### [INFORMATION PROVIDED]
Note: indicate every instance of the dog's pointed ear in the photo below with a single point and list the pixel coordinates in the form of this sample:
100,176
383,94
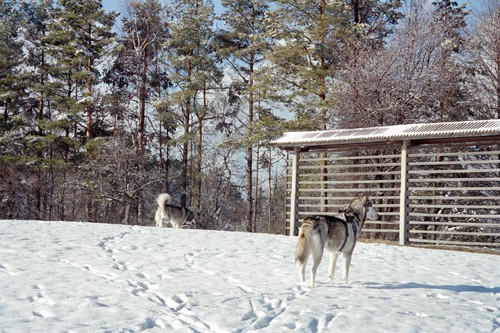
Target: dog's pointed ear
346,211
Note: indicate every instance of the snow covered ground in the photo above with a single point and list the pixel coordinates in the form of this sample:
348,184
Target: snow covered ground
82,277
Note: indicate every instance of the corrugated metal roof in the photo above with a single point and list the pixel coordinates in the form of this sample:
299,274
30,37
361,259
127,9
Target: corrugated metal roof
390,133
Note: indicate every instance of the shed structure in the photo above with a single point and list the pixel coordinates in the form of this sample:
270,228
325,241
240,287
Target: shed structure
434,183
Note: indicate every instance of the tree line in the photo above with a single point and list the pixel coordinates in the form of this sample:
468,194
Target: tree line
100,112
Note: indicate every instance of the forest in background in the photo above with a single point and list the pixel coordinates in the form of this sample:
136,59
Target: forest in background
101,111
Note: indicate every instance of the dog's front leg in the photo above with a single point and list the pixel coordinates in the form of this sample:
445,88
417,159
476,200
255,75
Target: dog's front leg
331,266
347,263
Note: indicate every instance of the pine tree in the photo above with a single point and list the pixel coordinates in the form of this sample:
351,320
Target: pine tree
243,44
144,32
85,33
11,56
308,36
189,48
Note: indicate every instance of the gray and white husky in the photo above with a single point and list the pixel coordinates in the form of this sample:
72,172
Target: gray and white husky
337,235
175,215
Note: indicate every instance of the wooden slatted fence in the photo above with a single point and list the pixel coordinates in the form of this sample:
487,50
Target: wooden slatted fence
451,194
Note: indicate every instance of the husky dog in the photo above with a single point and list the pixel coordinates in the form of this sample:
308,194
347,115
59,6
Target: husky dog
174,215
337,235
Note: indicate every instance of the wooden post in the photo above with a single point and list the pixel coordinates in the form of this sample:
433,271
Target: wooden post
403,199
294,200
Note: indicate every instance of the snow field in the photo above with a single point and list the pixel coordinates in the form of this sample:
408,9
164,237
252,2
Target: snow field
83,277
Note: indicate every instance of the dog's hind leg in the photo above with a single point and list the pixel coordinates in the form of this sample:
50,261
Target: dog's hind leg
317,251
347,263
333,263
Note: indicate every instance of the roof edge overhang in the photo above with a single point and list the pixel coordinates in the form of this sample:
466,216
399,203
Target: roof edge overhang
480,130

### [SHORT EXERCISE]
Print all of the records above verbatim, leaving out the picture.

### [SOLUTION BELOW]
Note: indicate every instance of the dog's pointed ear in the photo below with a single point and list the pixel coordinates in the form of this sample:
100,176
383,94
Target: dog's pointed ear
346,211
Note: indicate every instance of the snow covered ground in the photo above with a single point and list the pixel coordinates in the form of this sample:
348,184
Target: snow covered ground
82,277
Note: indicate every instance of the corrugated metal roof in the photo above with a single point and list the pixel coordinates in the form of this sample:
299,274
30,37
361,259
127,9
Target: corrugated metal roof
390,133
Note: indicate every instance of the shed structure in the photo above with a single point and list the pixel coordinates in the form of this sample:
270,228
325,241
240,287
Target: shed structure
434,183
Note: indicate every instance of the tree line in the photo above with a single point and list the pixel coordinates in the form of this sample:
468,194
Target: tree line
100,112
Note: indicate every instance of the forest in background in the photo above with a single point and list the pixel coordinates in the form of this sample:
136,59
Target: forest in background
101,111
Note: indicate every instance of the dog's front leg in the photo above with a single point and list the pixel coordinates in the form of this sample:
445,88
417,159
476,200
255,75
Target: dog's front leg
331,266
347,263
Note: indicate every instance of the pine tree in the photo above with a single point and list the pixel coordinates in the form of this sample:
351,320
Target: pine tree
243,44
144,32
85,33
11,56
308,36
189,48
Note: indicate every instance of the gray and white husky in the photo above with a single point and list the pixel coordinates in the form of this sample:
72,172
Target: gray and white husky
337,235
175,215
Note: indicate every instance of the wooden slatted fence in the photo above with a single point and list the pixel coordinates in the form of this sample:
487,50
Target: wooden slatted fence
451,194
Note: indicate every instance of the husky dog in the photo above with a single point and list the pixel coordinates in the form of this sample:
308,194
347,115
59,6
Target: husky dog
174,215
337,235
Note: indicate every instance of the wooden post in the photo above with a single point and list the pixel coordinates in the form of this sample:
433,271
Target: wooden post
403,199
294,200
Note: indicate every instance of the snow field in the photo above with a single point and list the pixel coordinates in the form of this sample:
408,9
164,237
252,2
Target: snow field
83,277
Note: indicate every instance of the dog's hind leg in the photo above with a single point and list the pixel coordinates in the form of this sample:
50,261
Target: dog's hind leg
317,251
347,263
333,263
Note: indicate every instance of the roof edge overhang in the photo above with a single point and list the pixel coordinates in the form of this sample:
466,216
399,203
Target: roof edge overhang
480,130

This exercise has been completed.